> _TO BE DONE_:
Add 134 to every vertex coordinate in the polygon answers, and give again every line of the records starting with the line that contains "query (the noun phrase to segment): **reflection" and going on through the end of the records, requests included. Leave the pictures out of your answer.

· · · · · · ·

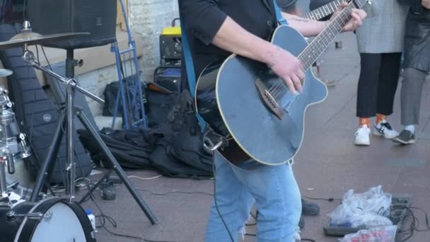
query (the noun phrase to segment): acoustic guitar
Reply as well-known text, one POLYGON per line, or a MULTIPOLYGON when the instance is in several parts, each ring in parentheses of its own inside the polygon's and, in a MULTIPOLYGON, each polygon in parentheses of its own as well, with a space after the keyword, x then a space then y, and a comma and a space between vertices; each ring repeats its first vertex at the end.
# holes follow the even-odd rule
POLYGON ((275 29, 272 42, 296 56, 306 70, 300 94, 291 93, 263 63, 235 54, 203 70, 195 105, 209 127, 228 141, 218 149, 221 155, 233 163, 252 159, 269 166, 296 156, 303 141, 306 108, 327 96, 326 86, 310 67, 342 33, 351 10, 367 1, 349 2, 309 44, 291 27, 275 29))
POLYGON ((349 2, 351 0, 335 0, 324 6, 322 6, 316 9, 314 9, 310 12, 308 12, 301 16, 303 18, 308 18, 315 21, 318 21, 324 17, 327 17, 329 15, 333 13, 335 11, 339 8, 340 4, 342 1, 349 2))

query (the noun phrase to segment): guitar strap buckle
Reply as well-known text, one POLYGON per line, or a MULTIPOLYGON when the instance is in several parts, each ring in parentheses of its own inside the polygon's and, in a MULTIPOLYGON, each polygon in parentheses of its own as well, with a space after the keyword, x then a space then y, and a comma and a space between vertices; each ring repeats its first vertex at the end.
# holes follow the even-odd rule
POLYGON ((204 151, 213 154, 218 149, 223 149, 228 146, 228 141, 223 136, 217 134, 208 128, 203 135, 203 148, 204 151))

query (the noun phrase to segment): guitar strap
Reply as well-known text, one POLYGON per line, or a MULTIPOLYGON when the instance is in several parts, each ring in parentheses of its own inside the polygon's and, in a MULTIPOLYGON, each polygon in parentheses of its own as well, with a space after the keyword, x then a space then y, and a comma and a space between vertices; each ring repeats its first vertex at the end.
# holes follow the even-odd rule
POLYGON ((273 0, 273 6, 274 6, 274 11, 277 12, 277 18, 278 19, 279 24, 288 25, 288 22, 282 17, 282 14, 281 14, 281 11, 279 10, 278 4, 277 4, 277 0, 273 0))
MULTIPOLYGON (((179 1, 178 1, 178 4, 179 5, 179 1)), ((191 56, 191 50, 190 49, 190 44, 188 43, 188 40, 187 38, 187 35, 185 34, 185 28, 183 24, 182 18, 180 16, 180 6, 179 6, 180 9, 180 34, 181 34, 181 42, 182 45, 182 52, 184 54, 184 59, 185 61, 185 68, 187 71, 187 80, 188 80, 188 88, 190 90, 190 93, 191 96, 194 98, 195 96, 195 90, 196 90, 196 76, 194 70, 194 62, 192 62, 192 57, 191 56)), ((203 131, 206 126, 206 123, 203 118, 199 113, 195 110, 195 114, 197 117, 197 121, 199 122, 199 125, 200 126, 200 129, 203 131)))

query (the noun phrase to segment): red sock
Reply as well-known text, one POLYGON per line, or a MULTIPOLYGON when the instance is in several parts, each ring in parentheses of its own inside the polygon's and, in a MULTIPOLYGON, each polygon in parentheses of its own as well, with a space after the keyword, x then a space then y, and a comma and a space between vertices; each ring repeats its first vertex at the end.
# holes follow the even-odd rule
POLYGON ((360 117, 360 126, 366 125, 367 127, 371 127, 371 120, 368 117, 360 117))
POLYGON ((376 124, 381 122, 383 120, 387 117, 387 115, 381 115, 379 113, 376 114, 376 124))

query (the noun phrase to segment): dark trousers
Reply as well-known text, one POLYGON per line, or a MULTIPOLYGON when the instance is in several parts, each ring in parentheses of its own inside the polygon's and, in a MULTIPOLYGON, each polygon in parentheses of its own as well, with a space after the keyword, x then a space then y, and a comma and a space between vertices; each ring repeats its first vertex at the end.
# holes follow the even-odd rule
POLYGON ((392 114, 402 54, 361 53, 360 57, 356 116, 371 117, 376 113, 392 114))

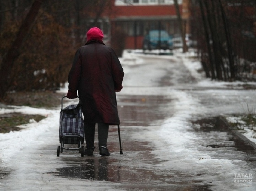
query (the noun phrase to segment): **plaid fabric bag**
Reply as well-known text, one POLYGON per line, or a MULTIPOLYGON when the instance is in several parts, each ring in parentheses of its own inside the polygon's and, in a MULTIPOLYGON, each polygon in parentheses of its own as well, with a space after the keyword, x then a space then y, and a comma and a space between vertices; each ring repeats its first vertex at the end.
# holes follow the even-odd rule
POLYGON ((84 139, 83 121, 80 104, 71 105, 61 109, 60 113, 59 140, 63 144, 83 144, 84 139), (77 135, 77 137, 62 137, 77 135))

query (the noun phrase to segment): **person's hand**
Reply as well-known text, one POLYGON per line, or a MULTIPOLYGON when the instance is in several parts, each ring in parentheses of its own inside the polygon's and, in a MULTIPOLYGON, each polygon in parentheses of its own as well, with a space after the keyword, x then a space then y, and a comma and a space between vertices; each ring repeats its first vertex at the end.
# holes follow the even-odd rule
POLYGON ((115 89, 115 91, 116 92, 121 92, 121 90, 122 89, 123 89, 123 86, 121 85, 118 89, 115 89))
POLYGON ((67 98, 69 99, 75 99, 78 97, 76 92, 72 92, 69 90, 68 93, 67 94, 67 98))

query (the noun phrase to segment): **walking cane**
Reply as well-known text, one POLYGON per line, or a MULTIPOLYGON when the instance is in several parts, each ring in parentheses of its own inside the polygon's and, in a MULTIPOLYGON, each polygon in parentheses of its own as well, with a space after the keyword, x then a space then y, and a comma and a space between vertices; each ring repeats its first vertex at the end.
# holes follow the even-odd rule
MULTIPOLYGON (((115 98, 116 99, 116 103, 117 105, 117 101, 116 101, 116 96, 115 96, 115 98)), ((120 135, 120 127, 119 125, 117 125, 117 130, 118 132, 118 138, 119 139, 119 145, 120 146, 120 154, 123 154, 123 148, 121 145, 121 136, 120 135)))
POLYGON ((121 145, 121 136, 120 136, 120 127, 119 125, 117 125, 117 129, 118 132, 118 138, 119 138, 119 145, 120 146, 120 154, 123 154, 123 148, 121 145))

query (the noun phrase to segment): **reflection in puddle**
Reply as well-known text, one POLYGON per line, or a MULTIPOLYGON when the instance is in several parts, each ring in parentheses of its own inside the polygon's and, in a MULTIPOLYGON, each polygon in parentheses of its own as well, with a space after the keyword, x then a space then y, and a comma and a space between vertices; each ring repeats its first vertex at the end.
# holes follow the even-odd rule
POLYGON ((108 159, 105 157, 92 157, 83 160, 81 164, 73 164, 70 166, 57 168, 58 172, 49 174, 69 178, 110 181, 112 176, 109 174, 111 171, 109 170, 108 159))

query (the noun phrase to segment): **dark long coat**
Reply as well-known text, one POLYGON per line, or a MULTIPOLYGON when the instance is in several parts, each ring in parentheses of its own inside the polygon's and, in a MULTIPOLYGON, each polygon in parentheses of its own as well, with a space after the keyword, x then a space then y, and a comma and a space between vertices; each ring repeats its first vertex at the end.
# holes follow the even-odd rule
POLYGON ((69 74, 69 92, 76 95, 78 91, 85 122, 120 124, 115 91, 123 88, 124 75, 114 51, 102 41, 90 41, 77 50, 69 74))

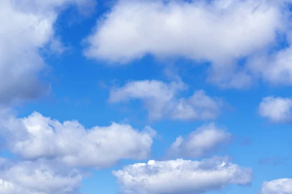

· · · · · · ·

> _WRITTEN RESPONSE_:
query (the noun phrase to segment): **reflection in puddle**
Reply as well-known text, one POLYGON per line, or a MULTIPOLYGON when the instance is in several parts, each ring in parentheses of its own inside the polygon's and, in a MULTIPOLYGON, each polygon in parentheses of its own as well, with a space after the keyword, x then a space then y, and a comma and a space between vertices; each ring repeats its first vertex at the end.
# holes follow the even-odd rule
POLYGON ((242 293, 239 291, 226 291, 217 294, 215 298, 207 298, 204 300, 191 302, 192 306, 183 308, 203 312, 244 315, 246 310, 243 308, 245 305, 243 304, 242 293))

query (the noun phrase to segment): **dark long coat**
Reply as well-known text, one POLYGON per line, or a MULTIPOLYGON when the instance is in several parts, each ring in parentheses of its own inside the polygon's and, in a MULTIPOLYGON, each polygon in parentheses of its own as well, with a space after the keyword, x then a space then y, and a comma and a space between vertices; each ring repeats its first vertex at the end.
# holes follow the even-odd rule
POLYGON ((203 208, 203 226, 210 229, 212 225, 219 256, 254 258, 249 225, 257 222, 258 209, 248 185, 236 175, 224 175, 211 184, 203 208))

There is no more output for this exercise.